◆ Stated task 1:
In the post on graph dictionaries and workspaces, rewrite the paragraph beginning "These schema all validate" more briefly, keeping its main facts.
◆ Stated task 2:
Carry on the post on graph dictionaries and workspaces from its last sentence.

◆ Document segment:
* start *
Here is how I imagined the concepts at a high level ( and some of this got done! ):

Dictionary
- NodeTypes
- EdgeTypes
Graph - uses one Dictionary
Workspace - uses one Graph
- has own state ( orientation of nodes, pan & zoom of viewport, graph filtering )
- data updates are tracked and can be flattened to a new version of a Graph

Dictionaries are just directories containing schema files for nodes and edges that can exist within the same Graph. For example, the "Supply Chain" dictionary looks like this:

These schema all validate against schema/nodeTypeSchema and schema/edgeTypeSchema which allows the application to validate the dictionary.

Ideally these types are modular and could be re-composed into new dictionaries without much effort.

At this point I was going blind from staring at the syntax of my meta-schemas and was yearning to turn this into something realistic.
* end *
(Records from a point labeling set)
* start *
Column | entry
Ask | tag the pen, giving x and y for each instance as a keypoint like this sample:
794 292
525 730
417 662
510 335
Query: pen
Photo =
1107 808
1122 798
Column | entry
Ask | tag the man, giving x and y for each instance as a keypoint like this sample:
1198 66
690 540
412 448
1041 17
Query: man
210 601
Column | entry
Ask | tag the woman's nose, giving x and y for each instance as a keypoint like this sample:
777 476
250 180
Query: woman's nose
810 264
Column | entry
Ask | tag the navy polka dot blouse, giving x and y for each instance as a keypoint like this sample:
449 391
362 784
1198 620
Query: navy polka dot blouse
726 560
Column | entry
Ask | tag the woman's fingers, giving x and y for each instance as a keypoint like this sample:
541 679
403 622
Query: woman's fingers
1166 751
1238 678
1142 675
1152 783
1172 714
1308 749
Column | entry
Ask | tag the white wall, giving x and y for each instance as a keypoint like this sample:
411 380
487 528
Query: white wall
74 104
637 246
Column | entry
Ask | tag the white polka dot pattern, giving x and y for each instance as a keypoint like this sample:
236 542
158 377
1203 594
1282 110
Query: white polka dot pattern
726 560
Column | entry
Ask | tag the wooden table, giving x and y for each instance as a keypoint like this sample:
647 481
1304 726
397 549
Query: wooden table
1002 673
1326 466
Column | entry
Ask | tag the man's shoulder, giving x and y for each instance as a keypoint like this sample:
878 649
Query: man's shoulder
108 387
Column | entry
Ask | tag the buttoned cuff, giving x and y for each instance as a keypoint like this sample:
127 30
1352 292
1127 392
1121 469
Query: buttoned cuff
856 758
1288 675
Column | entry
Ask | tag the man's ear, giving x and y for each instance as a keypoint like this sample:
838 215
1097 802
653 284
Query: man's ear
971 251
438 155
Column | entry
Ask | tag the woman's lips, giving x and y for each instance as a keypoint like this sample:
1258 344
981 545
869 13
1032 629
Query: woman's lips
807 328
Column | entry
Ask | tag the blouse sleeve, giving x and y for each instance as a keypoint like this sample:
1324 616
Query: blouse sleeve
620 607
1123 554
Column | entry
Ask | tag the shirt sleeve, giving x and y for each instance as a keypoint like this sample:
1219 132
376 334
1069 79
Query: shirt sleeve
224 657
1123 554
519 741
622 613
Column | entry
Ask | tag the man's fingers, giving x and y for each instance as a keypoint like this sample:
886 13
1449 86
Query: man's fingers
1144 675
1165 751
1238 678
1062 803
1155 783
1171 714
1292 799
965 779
* end *
◆ Exercise result 1:
The schemas validate against schema/nodeTypeSchema and schema/edgeTypeSchema, so the application can validate the dictionary.

◆ Exercise result 2:
Many examples are too simplistic

Alice is looking like the cookie thief given the available evidence

Seeding my development graphs with synthetic data was an interesting diversion in learning about 'communities', 'bridges', 'centrality' and 'preferential attachment', however the generated data was only partially satisfying:

a synthetic social network, individuals joined by simulated connections

I tried to come up with some useful example dictionaries. Ultimately dictionaries/interpersonal ( for social networks ), dictionaries/forensic and dictionaries/supplyChain are the result of my efforts. This part was surprisingly time-consuming, but necessary to demonstrate the minimum viable use cases.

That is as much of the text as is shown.